* [Problem requirements]
Update the part of the items that opens with the line containing "If you would be so kind as to spot the black" and runs through the end of the items, replacing "integer" with "whole-number" and leaving everything else the same.

====== Information shown ======

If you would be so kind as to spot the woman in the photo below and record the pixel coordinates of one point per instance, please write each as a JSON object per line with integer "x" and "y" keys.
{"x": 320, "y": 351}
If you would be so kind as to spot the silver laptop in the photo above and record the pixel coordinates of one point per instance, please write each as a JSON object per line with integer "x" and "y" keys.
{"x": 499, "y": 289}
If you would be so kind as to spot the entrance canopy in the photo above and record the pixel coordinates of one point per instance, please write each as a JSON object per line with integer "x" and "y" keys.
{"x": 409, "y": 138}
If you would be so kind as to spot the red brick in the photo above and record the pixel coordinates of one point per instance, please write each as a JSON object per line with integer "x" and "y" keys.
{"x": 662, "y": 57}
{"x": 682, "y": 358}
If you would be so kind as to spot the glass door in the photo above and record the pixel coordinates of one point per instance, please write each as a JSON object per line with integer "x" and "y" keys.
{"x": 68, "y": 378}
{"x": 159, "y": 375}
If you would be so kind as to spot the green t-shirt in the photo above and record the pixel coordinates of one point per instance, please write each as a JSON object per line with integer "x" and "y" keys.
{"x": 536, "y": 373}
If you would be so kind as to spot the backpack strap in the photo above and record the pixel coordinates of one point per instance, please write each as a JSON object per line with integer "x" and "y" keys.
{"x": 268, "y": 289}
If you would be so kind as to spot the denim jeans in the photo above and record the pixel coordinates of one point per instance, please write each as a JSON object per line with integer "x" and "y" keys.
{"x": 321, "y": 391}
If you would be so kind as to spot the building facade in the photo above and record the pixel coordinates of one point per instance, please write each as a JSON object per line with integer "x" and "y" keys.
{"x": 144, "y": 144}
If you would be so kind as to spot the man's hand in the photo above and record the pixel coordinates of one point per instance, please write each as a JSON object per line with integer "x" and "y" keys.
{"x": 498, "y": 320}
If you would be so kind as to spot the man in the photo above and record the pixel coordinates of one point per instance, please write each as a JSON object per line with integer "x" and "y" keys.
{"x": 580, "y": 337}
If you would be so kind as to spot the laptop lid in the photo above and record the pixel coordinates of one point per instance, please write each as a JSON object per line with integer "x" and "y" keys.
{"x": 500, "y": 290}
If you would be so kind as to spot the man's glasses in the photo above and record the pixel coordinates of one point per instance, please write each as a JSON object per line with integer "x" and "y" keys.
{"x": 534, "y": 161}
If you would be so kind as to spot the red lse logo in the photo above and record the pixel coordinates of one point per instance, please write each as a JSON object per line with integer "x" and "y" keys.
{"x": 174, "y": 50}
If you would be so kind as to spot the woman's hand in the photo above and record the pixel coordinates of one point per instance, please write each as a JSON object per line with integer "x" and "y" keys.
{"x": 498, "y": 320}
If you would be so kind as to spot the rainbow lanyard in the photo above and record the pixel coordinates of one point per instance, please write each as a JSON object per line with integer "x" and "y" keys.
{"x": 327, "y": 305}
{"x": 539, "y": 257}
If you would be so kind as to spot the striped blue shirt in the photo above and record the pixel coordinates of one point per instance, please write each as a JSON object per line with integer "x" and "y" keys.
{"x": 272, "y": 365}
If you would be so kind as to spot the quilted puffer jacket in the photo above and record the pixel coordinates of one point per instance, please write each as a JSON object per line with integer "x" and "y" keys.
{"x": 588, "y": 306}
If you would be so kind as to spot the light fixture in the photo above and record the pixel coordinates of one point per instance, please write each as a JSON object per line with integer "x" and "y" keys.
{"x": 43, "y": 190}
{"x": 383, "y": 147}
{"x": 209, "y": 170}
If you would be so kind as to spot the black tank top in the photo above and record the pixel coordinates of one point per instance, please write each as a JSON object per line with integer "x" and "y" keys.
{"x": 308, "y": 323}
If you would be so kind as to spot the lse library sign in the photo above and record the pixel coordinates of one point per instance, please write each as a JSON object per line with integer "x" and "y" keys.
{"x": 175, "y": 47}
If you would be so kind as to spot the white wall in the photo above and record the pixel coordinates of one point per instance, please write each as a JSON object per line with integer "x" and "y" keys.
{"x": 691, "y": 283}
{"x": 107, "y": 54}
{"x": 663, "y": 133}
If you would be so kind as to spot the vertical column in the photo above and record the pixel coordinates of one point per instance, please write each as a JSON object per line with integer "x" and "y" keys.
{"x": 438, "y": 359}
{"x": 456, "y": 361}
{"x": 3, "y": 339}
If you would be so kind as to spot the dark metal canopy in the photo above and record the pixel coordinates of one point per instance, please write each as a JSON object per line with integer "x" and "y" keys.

======

* [Answer below]
If you would be so kind as to spot the black tank top in the photo above and record the pixel coordinates of one point per instance, please write each as a JSON object per line with whole-number "x" and "y" keys.
{"x": 308, "y": 323}
If you would be so kind as to spot the lse library sign in the photo above and record the pixel coordinates of one point per instance, please write each as a JSON object per line with whole-number "x" and "y" keys.
{"x": 175, "y": 47}
If you would be so kind as to spot the white wall in the photo above and record the pixel coordinates of one point per instance, please write each as a JSON object per line with whole-number "x" and "y" keys.
{"x": 691, "y": 283}
{"x": 107, "y": 54}
{"x": 663, "y": 133}
If you would be so kind as to spot the vertical column in the photo above and record the pixel coordinates of one point per instance, please write each as a JSON object per line with whole-number "x" and "y" keys.
{"x": 438, "y": 359}
{"x": 456, "y": 361}
{"x": 3, "y": 339}
If you would be so kind as to spot the dark metal canopy in the photo above and record the pixel coordinates of one point per instance, please write each as a JSON object per line with whole-number "x" and "y" keys.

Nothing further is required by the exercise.